-------- QUOTED TEXT --------
John Oliver
- Born: Abt. 1616, London, United Kingdom
- Emigrated: June 5, 1632 aboard William and Francis
- Died: 1646 Massachusetts Bay Colony
- Education: Harvard College (graduated 1645)
- Known for: Senior sergeant in Capt. John Underhill's Garrison; Member of the Ancient and Honorable Artillery Company; First Minister Rumney Marsh (now Chelsea, Massachusetts)
- Spouse: Elizabeth Newdigate
- Children: John, Elizabeth (married Enoch Wiswall, son of Thomas Wiswall), Hannah, John, Thomas
- Nickname: "The Scholar"

= John Oliver (minister) =

Puritan minister

John Oliver (c. 1616, died 1646) was a Puritan minister in the Massachusetts Bay Colony, and one of the earliest graduates of Harvard College (class of 1645). Known as "the Scholar", he served as an early member of Massachusetts General Court in 1637 and as its treasurer and selectman. In 1637, Oliver joined the Ancient and Honorable Artillery Company and was a senior sergeant in Captain John Underhill's garrison at the Castle in Boston Harbor by 1639. Oliver was considered an "expert soldier" in John Winthrop's journal. John Oliver was the First Minister of Rumney Marsh (now Chelsea, Massachusetts).

== Family and early life ==
John Oliver was the son of Thomas Oliver (d. June 1, 1658) who arrived in Boston from London with his wife Ann (d. 1635) and seven children aboard the William and Francis on June 5, 1632. Thomas and Ann's children were:

1. John (b. about 1616, d. 1646)
2. Nathaniel (b. 1619, d. January 9, 1633)
3. James
4. Peter
5. Samuel
6. Abigail (m. James Johnson)
7. unknown daughter (m. Richards Wolfall)
8. Daniel (d. June 1637)

Following Thomas's first wife Ann's death in 1635, he married (2nd) Ann who survived him and died December 20, 1662.

John Oliver was admitted to the First Church in Boston in 1633 when sixteen or seventeen years old. At the May 1634 session of the Massachusetts General Court, "John Ollyver" took the freeman's oath. "By this time the fort at Boston was in defence, and divers pieces of ordnance mounted on it"; and, at the same session, "it was ordered, that there shalbe a ward of two kept duy day att the ffort att Boston, dureing the tyme of any shipps rydeing there, ... to be ordered by Capt. Vnderhill [Underhill]; .. & John Ollyver [was] chosen corporall to the said captaine."
--------
> **TASK A**
Answer these questions from the John Oliver biography:
(i) What ship carried the Oliver family from London to Boston?
(ii) In what year did John Oliver graduate from Harvard College?
(iii) What post was he chosen for at the May 1634 session of the Massachusetts General Court?
These rows bear no relation to the John Oliver biography.
-------- DATA EXCERPTS --------
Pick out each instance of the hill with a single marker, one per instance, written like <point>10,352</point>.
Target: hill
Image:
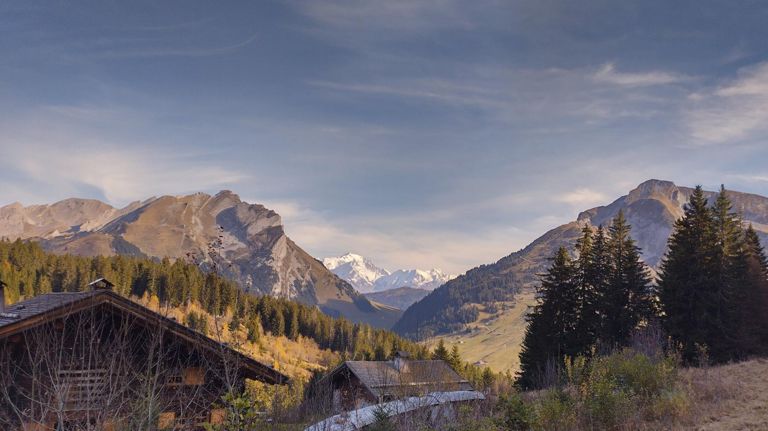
<point>489,291</point>
<point>296,338</point>
<point>247,242</point>
<point>400,298</point>
<point>366,277</point>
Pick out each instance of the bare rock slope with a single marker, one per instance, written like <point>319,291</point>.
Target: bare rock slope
<point>651,209</point>
<point>249,241</point>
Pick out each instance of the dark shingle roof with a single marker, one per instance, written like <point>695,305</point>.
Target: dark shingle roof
<point>39,305</point>
<point>31,311</point>
<point>381,377</point>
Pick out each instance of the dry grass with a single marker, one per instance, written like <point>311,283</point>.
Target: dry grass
<point>730,397</point>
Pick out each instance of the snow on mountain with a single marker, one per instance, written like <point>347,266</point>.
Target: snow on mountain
<point>416,278</point>
<point>366,277</point>
<point>357,270</point>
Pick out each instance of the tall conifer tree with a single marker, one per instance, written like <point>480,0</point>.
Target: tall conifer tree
<point>626,300</point>
<point>688,278</point>
<point>550,335</point>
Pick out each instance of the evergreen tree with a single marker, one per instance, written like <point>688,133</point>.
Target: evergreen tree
<point>689,279</point>
<point>586,290</point>
<point>750,299</point>
<point>550,334</point>
<point>729,269</point>
<point>454,358</point>
<point>441,352</point>
<point>627,299</point>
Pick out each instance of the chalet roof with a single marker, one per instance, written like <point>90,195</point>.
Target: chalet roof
<point>39,305</point>
<point>42,308</point>
<point>381,377</point>
<point>368,415</point>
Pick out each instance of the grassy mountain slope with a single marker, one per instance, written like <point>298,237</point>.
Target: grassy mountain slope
<point>651,209</point>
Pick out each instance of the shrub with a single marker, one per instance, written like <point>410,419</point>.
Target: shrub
<point>610,392</point>
<point>555,411</point>
<point>514,414</point>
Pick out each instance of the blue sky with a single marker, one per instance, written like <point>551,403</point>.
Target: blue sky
<point>420,133</point>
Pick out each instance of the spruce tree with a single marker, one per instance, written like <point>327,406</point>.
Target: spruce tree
<point>441,352</point>
<point>688,279</point>
<point>550,335</point>
<point>627,299</point>
<point>750,299</point>
<point>586,290</point>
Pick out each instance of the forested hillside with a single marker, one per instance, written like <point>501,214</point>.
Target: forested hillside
<point>28,271</point>
<point>453,305</point>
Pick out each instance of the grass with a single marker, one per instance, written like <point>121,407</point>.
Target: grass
<point>497,342</point>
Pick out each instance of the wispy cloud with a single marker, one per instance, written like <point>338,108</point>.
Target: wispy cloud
<point>196,51</point>
<point>732,112</point>
<point>410,15</point>
<point>68,158</point>
<point>608,73</point>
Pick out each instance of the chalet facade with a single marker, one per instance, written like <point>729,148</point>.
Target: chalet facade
<point>94,360</point>
<point>356,384</point>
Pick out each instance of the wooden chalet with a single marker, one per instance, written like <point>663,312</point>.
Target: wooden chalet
<point>95,360</point>
<point>356,384</point>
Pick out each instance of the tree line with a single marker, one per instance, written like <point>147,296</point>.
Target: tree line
<point>710,297</point>
<point>28,270</point>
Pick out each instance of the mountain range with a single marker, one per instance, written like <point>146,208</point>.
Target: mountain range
<point>651,208</point>
<point>246,242</point>
<point>366,277</point>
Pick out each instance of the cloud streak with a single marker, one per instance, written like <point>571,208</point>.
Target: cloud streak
<point>734,112</point>
<point>608,73</point>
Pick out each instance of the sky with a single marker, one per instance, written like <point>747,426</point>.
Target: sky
<point>419,133</point>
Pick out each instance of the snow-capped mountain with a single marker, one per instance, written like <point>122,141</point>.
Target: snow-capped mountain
<point>366,277</point>
<point>417,278</point>
<point>357,270</point>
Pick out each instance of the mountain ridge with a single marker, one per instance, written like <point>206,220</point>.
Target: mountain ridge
<point>247,242</point>
<point>651,208</point>
<point>367,277</point>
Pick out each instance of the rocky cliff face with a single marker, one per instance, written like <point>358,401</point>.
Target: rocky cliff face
<point>246,241</point>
--------
> **TASK B**
Which lines of the rows contain the word "bare"? Extract each of them in full.

> **FULL ANSWER A**
(i) The William and Francis
(ii) 1645
(iii) Corporal to Captain Underhill

> **FULL ANSWER B**
Pick out each instance of the bare rock slope with a single marker, one per instance, written like <point>319,291</point>.
Target: bare rock slope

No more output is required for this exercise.